(Location labeling records)
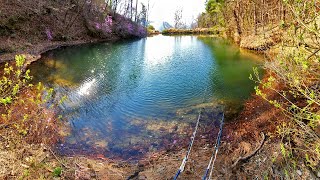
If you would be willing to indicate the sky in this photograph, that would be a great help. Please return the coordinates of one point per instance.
(163, 10)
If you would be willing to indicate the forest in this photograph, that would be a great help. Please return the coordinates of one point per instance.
(80, 97)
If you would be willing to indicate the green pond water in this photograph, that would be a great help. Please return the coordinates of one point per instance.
(129, 98)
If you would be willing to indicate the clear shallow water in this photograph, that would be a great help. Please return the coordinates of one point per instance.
(129, 98)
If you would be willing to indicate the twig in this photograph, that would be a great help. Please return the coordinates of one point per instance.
(314, 53)
(245, 158)
(57, 158)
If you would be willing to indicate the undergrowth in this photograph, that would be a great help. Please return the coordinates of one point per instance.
(297, 68)
(28, 109)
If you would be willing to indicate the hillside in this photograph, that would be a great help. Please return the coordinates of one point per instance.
(36, 26)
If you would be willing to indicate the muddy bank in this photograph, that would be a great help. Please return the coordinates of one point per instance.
(34, 27)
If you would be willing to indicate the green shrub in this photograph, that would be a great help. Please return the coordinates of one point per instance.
(27, 108)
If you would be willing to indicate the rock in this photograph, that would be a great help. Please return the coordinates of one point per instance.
(299, 172)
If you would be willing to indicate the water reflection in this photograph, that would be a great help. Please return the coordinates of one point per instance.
(129, 98)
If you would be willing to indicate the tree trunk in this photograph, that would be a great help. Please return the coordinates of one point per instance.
(136, 16)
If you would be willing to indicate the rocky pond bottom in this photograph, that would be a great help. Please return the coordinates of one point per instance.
(131, 98)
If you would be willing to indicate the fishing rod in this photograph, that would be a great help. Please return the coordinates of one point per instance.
(214, 153)
(185, 159)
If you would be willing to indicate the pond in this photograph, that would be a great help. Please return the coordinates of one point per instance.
(130, 98)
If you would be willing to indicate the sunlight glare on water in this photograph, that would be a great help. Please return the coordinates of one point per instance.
(128, 98)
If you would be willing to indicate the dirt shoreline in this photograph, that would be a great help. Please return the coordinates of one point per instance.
(34, 52)
(240, 137)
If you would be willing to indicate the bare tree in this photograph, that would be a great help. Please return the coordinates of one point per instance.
(178, 18)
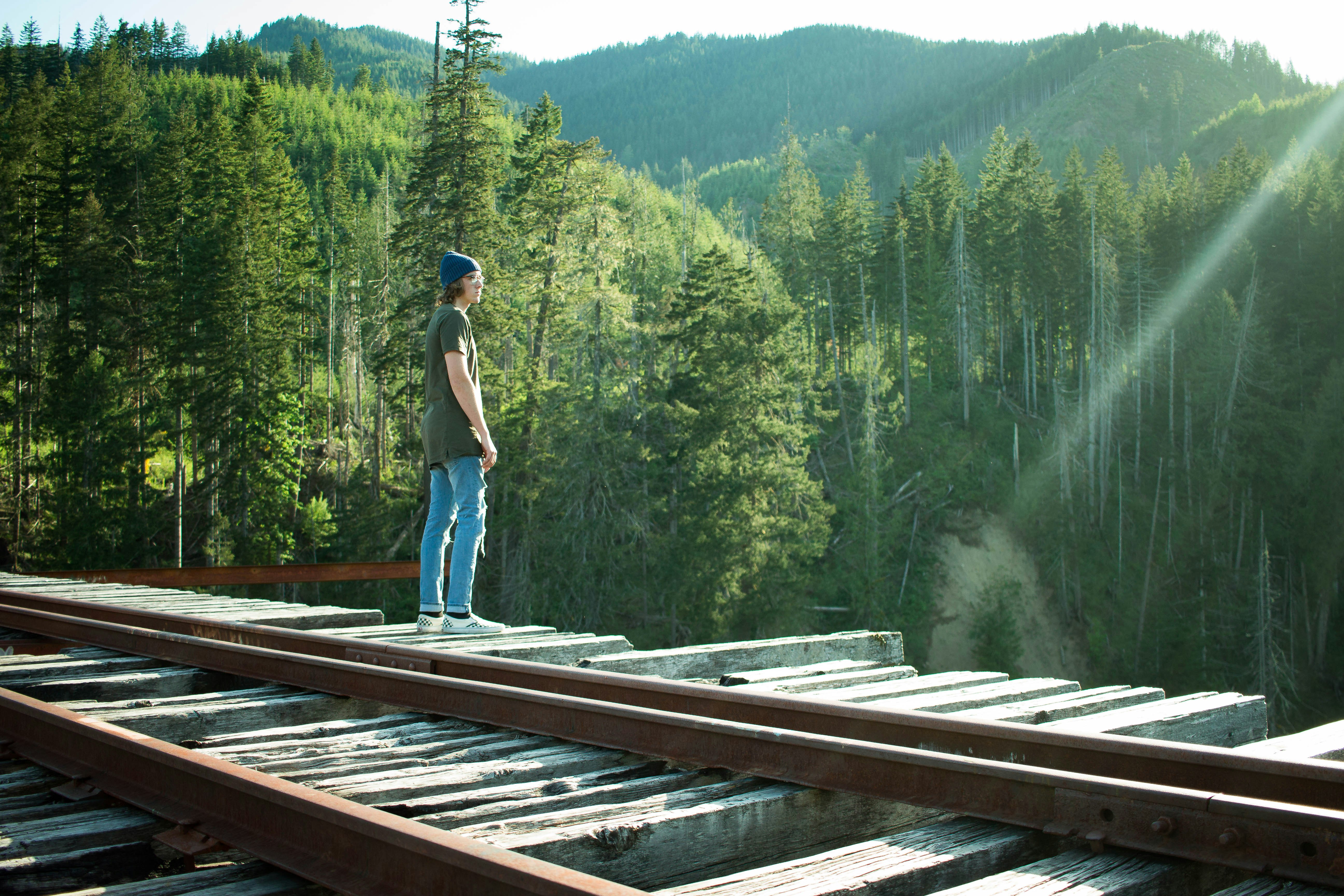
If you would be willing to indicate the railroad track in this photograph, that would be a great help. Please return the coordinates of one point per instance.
(373, 761)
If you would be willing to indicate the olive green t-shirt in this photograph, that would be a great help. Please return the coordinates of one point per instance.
(445, 429)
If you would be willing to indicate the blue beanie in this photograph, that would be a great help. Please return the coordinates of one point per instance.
(453, 267)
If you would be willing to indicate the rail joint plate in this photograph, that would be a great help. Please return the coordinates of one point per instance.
(377, 656)
(1257, 845)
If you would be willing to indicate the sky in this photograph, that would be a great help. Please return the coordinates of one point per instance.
(1303, 33)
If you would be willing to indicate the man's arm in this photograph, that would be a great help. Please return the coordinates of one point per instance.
(471, 401)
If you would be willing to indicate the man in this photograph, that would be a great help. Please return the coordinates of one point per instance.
(459, 451)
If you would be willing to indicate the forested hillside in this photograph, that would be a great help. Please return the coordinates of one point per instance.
(213, 289)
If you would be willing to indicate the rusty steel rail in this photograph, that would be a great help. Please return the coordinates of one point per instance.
(1296, 842)
(273, 574)
(333, 842)
(1308, 782)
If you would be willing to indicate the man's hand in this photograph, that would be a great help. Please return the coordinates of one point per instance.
(491, 454)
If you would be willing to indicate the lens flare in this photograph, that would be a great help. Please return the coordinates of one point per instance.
(1115, 375)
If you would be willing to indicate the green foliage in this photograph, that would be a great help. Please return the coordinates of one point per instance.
(214, 287)
(994, 628)
(402, 62)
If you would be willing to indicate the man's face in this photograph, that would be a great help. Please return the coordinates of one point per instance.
(474, 287)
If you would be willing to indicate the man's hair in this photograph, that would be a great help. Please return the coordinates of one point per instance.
(452, 291)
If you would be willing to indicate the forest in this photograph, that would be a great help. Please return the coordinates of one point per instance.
(216, 271)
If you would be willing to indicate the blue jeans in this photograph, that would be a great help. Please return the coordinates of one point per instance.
(455, 494)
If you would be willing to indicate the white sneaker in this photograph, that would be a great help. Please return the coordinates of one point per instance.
(471, 625)
(426, 624)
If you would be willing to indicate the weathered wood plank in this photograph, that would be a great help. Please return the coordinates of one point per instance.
(193, 722)
(499, 794)
(601, 796)
(1111, 874)
(22, 778)
(234, 880)
(815, 684)
(1323, 742)
(71, 653)
(48, 805)
(714, 660)
(912, 863)
(761, 676)
(418, 758)
(1213, 719)
(979, 695)
(76, 870)
(685, 836)
(81, 831)
(560, 652)
(542, 765)
(1042, 710)
(155, 684)
(377, 739)
(62, 667)
(306, 620)
(265, 692)
(909, 687)
(1266, 886)
(312, 731)
(517, 633)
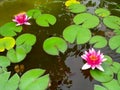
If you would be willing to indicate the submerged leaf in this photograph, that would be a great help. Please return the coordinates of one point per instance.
(53, 45)
(76, 33)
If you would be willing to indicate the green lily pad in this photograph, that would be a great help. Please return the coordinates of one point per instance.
(34, 79)
(112, 85)
(76, 33)
(99, 41)
(10, 29)
(114, 43)
(46, 20)
(100, 76)
(102, 12)
(112, 22)
(53, 45)
(98, 87)
(77, 8)
(6, 43)
(87, 20)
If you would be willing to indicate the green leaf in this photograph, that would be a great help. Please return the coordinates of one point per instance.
(112, 85)
(114, 43)
(30, 77)
(4, 61)
(86, 20)
(34, 13)
(98, 87)
(100, 76)
(6, 43)
(53, 45)
(10, 29)
(112, 22)
(45, 20)
(77, 8)
(27, 39)
(12, 83)
(99, 41)
(39, 84)
(76, 33)
(102, 12)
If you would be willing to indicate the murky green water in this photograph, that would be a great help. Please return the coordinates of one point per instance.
(65, 69)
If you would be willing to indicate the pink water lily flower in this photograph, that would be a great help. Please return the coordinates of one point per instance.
(21, 19)
(93, 60)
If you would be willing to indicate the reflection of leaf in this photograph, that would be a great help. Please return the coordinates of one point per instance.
(114, 43)
(77, 8)
(86, 20)
(33, 80)
(45, 20)
(102, 12)
(99, 41)
(76, 33)
(10, 29)
(112, 22)
(6, 43)
(53, 45)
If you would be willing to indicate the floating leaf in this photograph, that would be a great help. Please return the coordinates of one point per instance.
(112, 22)
(77, 8)
(76, 33)
(99, 41)
(114, 43)
(112, 85)
(53, 45)
(98, 87)
(45, 20)
(34, 13)
(86, 20)
(34, 79)
(105, 76)
(10, 29)
(102, 12)
(4, 61)
(6, 43)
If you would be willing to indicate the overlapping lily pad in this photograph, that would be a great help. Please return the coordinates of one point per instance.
(112, 22)
(86, 20)
(53, 45)
(76, 33)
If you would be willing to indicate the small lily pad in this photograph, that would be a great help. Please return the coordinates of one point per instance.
(102, 12)
(53, 45)
(98, 41)
(112, 22)
(46, 20)
(77, 8)
(76, 33)
(87, 20)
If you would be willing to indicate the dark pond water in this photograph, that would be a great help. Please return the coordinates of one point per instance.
(65, 70)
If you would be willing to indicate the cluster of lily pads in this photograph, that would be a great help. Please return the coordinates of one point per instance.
(80, 32)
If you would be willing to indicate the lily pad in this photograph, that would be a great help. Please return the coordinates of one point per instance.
(87, 20)
(46, 20)
(114, 43)
(6, 43)
(102, 12)
(112, 22)
(76, 33)
(53, 45)
(77, 8)
(99, 41)
(10, 29)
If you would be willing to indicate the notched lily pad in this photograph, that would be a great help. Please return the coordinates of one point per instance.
(87, 20)
(98, 41)
(46, 20)
(53, 45)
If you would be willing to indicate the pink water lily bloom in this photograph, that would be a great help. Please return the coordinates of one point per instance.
(93, 60)
(21, 19)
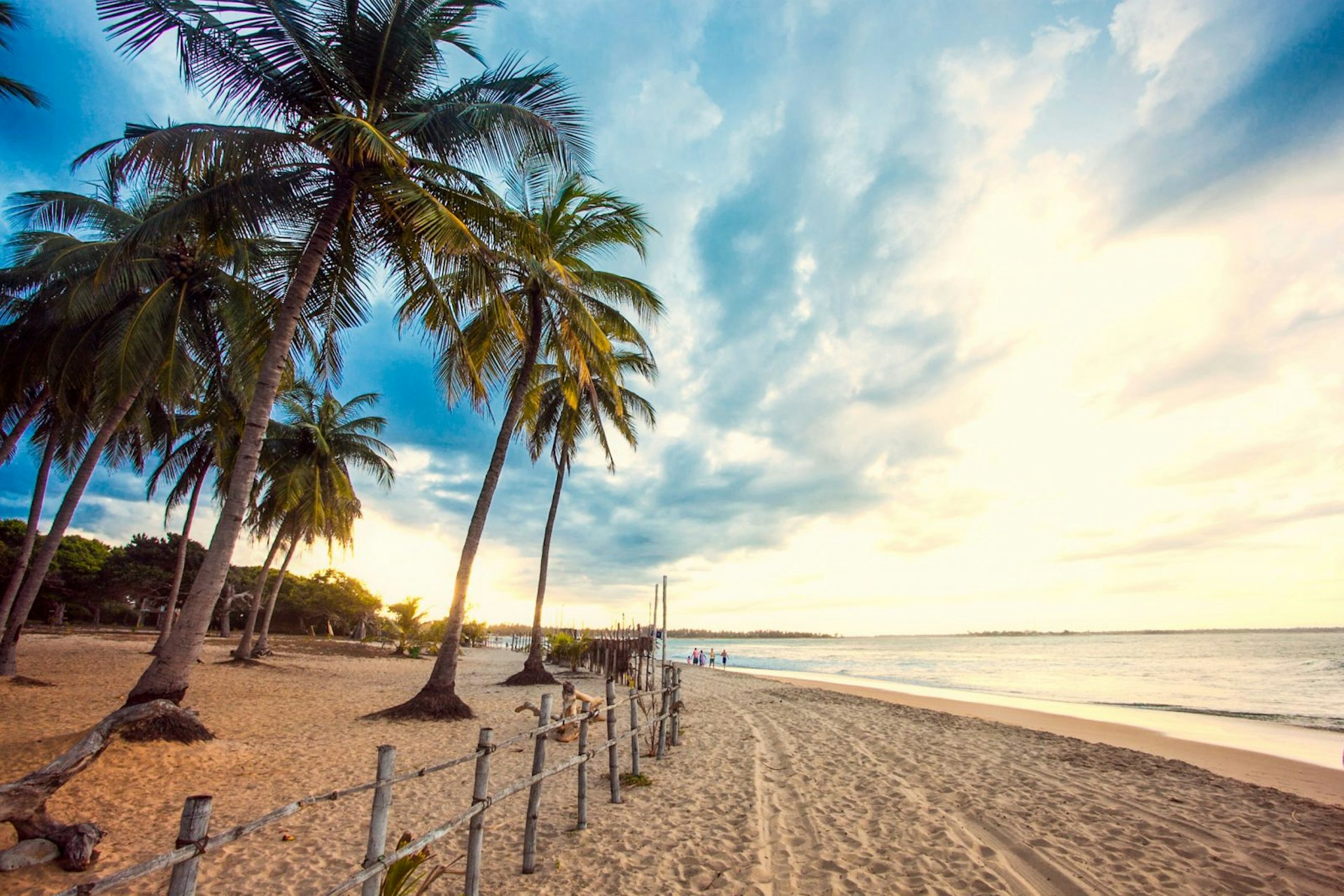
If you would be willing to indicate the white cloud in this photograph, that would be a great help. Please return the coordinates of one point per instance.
(999, 94)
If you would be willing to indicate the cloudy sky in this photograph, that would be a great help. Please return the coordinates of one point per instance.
(980, 316)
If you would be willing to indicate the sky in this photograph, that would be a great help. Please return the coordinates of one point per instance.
(979, 316)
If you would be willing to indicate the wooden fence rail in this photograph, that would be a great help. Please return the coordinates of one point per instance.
(194, 841)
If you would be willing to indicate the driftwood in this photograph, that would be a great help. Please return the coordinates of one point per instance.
(574, 701)
(23, 804)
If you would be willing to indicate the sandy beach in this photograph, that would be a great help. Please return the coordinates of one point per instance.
(777, 789)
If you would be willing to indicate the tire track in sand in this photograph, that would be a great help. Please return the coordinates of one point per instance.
(1011, 858)
(783, 832)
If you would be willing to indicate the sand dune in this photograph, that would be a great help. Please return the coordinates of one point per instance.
(776, 789)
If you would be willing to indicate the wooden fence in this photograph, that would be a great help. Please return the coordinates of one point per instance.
(194, 840)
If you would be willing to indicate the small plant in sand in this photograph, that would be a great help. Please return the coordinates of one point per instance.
(569, 649)
(406, 876)
(406, 622)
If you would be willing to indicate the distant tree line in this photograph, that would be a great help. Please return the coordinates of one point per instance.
(758, 633)
(92, 582)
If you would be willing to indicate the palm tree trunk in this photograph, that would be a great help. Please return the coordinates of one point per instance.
(30, 535)
(244, 649)
(169, 673)
(166, 624)
(42, 562)
(438, 697)
(13, 437)
(262, 648)
(534, 671)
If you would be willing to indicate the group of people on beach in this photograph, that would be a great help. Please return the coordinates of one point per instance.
(699, 657)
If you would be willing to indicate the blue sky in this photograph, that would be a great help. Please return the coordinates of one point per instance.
(980, 316)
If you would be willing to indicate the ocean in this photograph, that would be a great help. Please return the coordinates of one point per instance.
(1281, 678)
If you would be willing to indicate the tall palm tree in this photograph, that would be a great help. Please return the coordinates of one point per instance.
(197, 442)
(536, 290)
(10, 18)
(130, 326)
(559, 414)
(346, 102)
(312, 453)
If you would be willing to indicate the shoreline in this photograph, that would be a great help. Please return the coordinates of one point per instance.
(773, 789)
(1316, 780)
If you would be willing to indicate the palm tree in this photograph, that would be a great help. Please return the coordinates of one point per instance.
(406, 621)
(559, 413)
(128, 327)
(10, 18)
(346, 106)
(536, 290)
(311, 457)
(195, 442)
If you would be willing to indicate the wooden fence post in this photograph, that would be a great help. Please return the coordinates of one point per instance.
(582, 820)
(195, 822)
(613, 757)
(635, 734)
(676, 713)
(480, 789)
(663, 713)
(378, 821)
(534, 798)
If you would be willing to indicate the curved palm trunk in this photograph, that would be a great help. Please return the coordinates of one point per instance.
(42, 562)
(438, 697)
(169, 673)
(534, 671)
(166, 622)
(244, 649)
(13, 437)
(30, 535)
(262, 648)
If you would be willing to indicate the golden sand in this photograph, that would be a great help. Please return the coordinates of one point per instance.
(777, 789)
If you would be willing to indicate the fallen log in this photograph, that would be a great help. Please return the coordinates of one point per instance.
(574, 700)
(23, 804)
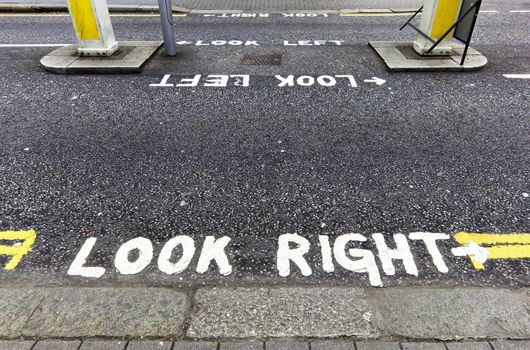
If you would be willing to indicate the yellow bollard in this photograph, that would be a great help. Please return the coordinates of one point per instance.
(437, 16)
(93, 27)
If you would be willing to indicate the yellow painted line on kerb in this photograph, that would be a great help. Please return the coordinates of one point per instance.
(376, 14)
(22, 243)
(67, 15)
(499, 246)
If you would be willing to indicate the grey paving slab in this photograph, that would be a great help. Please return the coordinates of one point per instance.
(241, 345)
(377, 345)
(57, 345)
(150, 345)
(128, 59)
(511, 344)
(16, 344)
(449, 314)
(281, 312)
(286, 345)
(468, 346)
(423, 346)
(16, 306)
(94, 344)
(332, 345)
(399, 57)
(109, 312)
(194, 345)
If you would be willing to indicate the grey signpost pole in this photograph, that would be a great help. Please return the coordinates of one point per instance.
(166, 18)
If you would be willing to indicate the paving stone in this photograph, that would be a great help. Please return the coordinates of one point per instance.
(423, 346)
(94, 344)
(241, 345)
(377, 345)
(16, 344)
(286, 345)
(195, 345)
(511, 344)
(109, 312)
(16, 306)
(332, 345)
(57, 345)
(452, 314)
(468, 346)
(150, 345)
(282, 312)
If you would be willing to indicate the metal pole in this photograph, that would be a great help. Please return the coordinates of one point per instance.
(166, 16)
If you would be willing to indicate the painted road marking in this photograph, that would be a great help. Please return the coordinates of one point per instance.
(499, 246)
(68, 15)
(376, 80)
(397, 14)
(32, 45)
(255, 43)
(265, 15)
(22, 243)
(243, 80)
(517, 76)
(371, 255)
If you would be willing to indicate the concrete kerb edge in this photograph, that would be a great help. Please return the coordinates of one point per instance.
(36, 8)
(518, 298)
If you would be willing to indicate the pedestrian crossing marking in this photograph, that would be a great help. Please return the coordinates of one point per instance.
(22, 244)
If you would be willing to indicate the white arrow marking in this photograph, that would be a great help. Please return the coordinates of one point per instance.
(478, 253)
(376, 80)
(517, 76)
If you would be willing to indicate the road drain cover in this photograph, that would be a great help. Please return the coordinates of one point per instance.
(266, 59)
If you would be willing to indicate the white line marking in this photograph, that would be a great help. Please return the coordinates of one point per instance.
(517, 76)
(376, 80)
(32, 45)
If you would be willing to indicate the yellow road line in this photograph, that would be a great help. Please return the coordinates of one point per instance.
(498, 246)
(68, 15)
(492, 238)
(19, 249)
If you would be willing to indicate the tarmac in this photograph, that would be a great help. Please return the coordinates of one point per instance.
(490, 312)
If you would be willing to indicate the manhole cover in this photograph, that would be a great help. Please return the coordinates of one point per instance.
(264, 59)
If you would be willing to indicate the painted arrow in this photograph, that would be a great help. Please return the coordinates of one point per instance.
(481, 247)
(376, 80)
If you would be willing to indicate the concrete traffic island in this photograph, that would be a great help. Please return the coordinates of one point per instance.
(401, 57)
(129, 58)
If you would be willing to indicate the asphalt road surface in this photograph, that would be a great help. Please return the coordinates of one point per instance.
(317, 146)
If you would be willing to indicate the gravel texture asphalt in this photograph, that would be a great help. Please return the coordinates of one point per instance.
(111, 157)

**What the exercise asks**
Quote verbatim the portion of the data that opens with the line containing "If you would be willing to indicate the manhole" and continues through the end of the data, including both ends.

**The response**
If you would be willing to indicate the manhole cover in this photograph, that would be a great help. Please return the coordinates of one point per instance.
(264, 59)
If you would be willing to indicate the painted arrow in this photograph, that would be a great help. Please return the coordinates of one point per instance.
(481, 247)
(376, 80)
If you would be willing to indicate the concrete traffic island in this photograph, that would be a great help. Please return the coordinates of one point per instance.
(401, 57)
(129, 58)
If you would be willing to indicate the asphalt road surface in this photograph, that would be a great help. Please return the coordinates of one point per instance.
(317, 146)
If you would be willing to indicate the gravel texture asphalt in this photograph, that would be a great help. Please return the coordinates of one point per instance.
(111, 157)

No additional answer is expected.